**PROBLEM DESCRIPTION**
Copy the records exactly. Include every line.

[Opening GIVEN INFORMATION section]

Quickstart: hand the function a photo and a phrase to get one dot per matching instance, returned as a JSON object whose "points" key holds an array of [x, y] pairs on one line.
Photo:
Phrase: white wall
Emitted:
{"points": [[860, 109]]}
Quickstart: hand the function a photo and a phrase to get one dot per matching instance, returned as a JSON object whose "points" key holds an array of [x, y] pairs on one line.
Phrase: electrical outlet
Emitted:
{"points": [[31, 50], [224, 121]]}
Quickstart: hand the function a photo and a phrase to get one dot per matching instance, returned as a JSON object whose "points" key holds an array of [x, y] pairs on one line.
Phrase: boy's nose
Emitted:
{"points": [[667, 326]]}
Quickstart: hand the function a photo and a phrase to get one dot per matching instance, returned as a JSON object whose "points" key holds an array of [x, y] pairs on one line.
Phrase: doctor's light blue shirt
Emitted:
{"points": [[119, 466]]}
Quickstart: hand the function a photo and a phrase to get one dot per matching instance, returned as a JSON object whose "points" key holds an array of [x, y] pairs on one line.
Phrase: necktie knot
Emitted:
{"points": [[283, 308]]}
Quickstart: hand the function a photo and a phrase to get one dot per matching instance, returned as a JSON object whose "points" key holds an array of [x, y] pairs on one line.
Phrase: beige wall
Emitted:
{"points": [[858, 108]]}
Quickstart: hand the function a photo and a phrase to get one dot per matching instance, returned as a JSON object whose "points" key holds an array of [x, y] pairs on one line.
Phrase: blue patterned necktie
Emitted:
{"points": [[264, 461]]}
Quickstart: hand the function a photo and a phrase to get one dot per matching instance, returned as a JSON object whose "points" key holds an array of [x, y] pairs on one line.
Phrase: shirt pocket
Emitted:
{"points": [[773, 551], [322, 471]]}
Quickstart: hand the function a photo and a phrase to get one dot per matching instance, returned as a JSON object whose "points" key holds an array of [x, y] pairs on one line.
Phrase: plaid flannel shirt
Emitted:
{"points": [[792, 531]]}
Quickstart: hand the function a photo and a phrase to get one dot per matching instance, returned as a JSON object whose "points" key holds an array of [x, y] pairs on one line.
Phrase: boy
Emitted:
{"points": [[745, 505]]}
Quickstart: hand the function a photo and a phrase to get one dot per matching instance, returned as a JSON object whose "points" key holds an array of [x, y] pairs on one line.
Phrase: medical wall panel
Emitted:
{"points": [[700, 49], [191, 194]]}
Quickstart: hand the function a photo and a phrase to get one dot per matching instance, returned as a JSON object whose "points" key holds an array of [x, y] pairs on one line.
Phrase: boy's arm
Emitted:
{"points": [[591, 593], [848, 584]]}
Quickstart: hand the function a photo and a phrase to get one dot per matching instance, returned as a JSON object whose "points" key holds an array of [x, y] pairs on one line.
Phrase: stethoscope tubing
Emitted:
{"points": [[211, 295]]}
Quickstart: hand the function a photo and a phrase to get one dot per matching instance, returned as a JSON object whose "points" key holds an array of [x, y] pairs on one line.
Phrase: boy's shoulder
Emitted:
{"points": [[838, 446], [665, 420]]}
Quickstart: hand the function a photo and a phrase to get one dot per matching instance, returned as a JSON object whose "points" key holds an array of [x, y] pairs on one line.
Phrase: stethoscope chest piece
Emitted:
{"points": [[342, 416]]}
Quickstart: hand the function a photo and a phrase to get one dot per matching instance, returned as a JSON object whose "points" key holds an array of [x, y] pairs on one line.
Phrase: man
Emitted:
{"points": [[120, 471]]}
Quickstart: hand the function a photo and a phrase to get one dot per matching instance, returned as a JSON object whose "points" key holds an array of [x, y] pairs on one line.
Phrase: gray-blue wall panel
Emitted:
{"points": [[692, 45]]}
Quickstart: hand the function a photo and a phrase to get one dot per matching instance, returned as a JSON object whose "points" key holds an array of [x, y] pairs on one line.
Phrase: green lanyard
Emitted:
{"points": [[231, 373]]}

[Closing GIVEN INFORMATION section]

**SOLUTION TO THE EXERCISE**
Quickstart: hand the function a photo and a phrase to get one dot per matching instance, returned as a JSON object whose "points" key holds an array of [x, y] pairs on one line.
Photo:
Phrase: white wall
Emitted:
{"points": [[860, 109]]}
Quickstart: hand the function a photo and a phrase to get one dot per matching instance, returned as a JSON object whose "points" key holds an array of [x, y] pairs on one line.
Phrase: electrical outlet
Emitted:
{"points": [[31, 50], [224, 121]]}
Quickstart: hand the function a photo and a phrase to get one dot per matching instance, returned as a JSON object whose "points" key holds an array of [x, y] pairs on one line.
Phrase: boy's nose
Emitted:
{"points": [[667, 326]]}
Quickstart: hand the function a photo and a phrase to get one dot per matching instance, returned as a JSON object whose "points" key holds an array of [x, y] pairs on one line.
Phrase: doctor's light blue shirt
Emitted:
{"points": [[119, 466]]}
Quickstart: hand the function a photo and a phrase to get one dot per matching instance, returned as a JSON object whose "points" key holds an array of [x, y] pairs on one line.
Phrase: necktie knot
Emitted:
{"points": [[283, 308]]}
Quickstart: hand the function a photo and a phrase to get one dot per matching instance, returned as a JSON object whose "points" key holds an array of [x, y] pairs on one line.
Phrase: beige wall
Emitted:
{"points": [[858, 108]]}
Quickstart: hand the function a photo and a phrase to get one dot per matching instance, returned as a JSON object whose "points" key holds an array of [x, y] pairs on one line.
Phrase: blue patterned necktie
Emitted:
{"points": [[264, 461]]}
Quickstart: hand the function a photo and a phrase to get one dot per matching instance, returned as a JSON object whose "points" key holds an array of [x, y] pairs on one line.
Phrase: shirt pocket
Emitted:
{"points": [[773, 551], [322, 471]]}
Quickstart: hand the function a photo and a phrase to get one dot per matching instance, returned as a JSON object whose "points" key holds an array of [x, y] pairs on one line.
Phrase: plaid flannel shirt
Emitted:
{"points": [[792, 531]]}
Quickstart: hand the function a photo and a phrase to get one dot per matching instance, returned as a JSON object whose "points" key holds an array of [x, y] pairs on one line.
Phrase: boy
Emitted:
{"points": [[745, 505]]}
Quickstart: hand the function a photo and a phrase to get one dot per matching instance, returned as a JSON object whose "points" key holds an array of [x, y] pairs on one line.
Phrase: medical wall panel
Emitted:
{"points": [[700, 49], [191, 194]]}
Quickstart: hand the function a photo and a phrase to get one dot per matching instance, returned as a JSON object whose "points" key holds an array of [x, y] pairs on one line.
Phrase: boy's arm
Emitted:
{"points": [[591, 593], [848, 584]]}
Quickstart: hand the function a photo and a phrase to get one dot per matching instance, returned as a JSON object whose "points" key holds an array of [x, y] pairs on one line.
Phrase: stethoscope tubing
Emitted:
{"points": [[211, 295]]}
Quickstart: hand the function a photo and a phrase to get one dot per matching instance, returned as a JSON object whose "points" key holds an array of [x, y] pairs on one line.
Phrase: boy's shoulder
Emitted:
{"points": [[838, 446], [665, 420]]}
Quickstart: hand the function a photo and a phrase to get one dot per matching instance, returned as a JSON object whose "points" key holds an array of [x, y] pairs on one line.
Phrase: stethoscope chest piece
Emitted:
{"points": [[342, 416]]}
Quickstart: hand the function a photo and a phrase to get one dot per matching instance, returned as a JSON object whose "points" key holds an array of [x, y] pairs on one line.
Phrase: man
Emitted:
{"points": [[120, 471]]}
Quickstart: hand the function a photo and a phrase to get one dot per matching instance, returned as a JSON object whose "points" key holds an array of [x, y] pairs on one line.
Phrase: gray-blue wall panel
Emitted:
{"points": [[692, 45]]}
Quickstart: hand the function a photo and a phrase to get one dot per matching instance, returned as a JSON object whose "points" key holds an array of [x, y] pairs on one line.
Phrase: green lanyard
Emitted:
{"points": [[231, 373]]}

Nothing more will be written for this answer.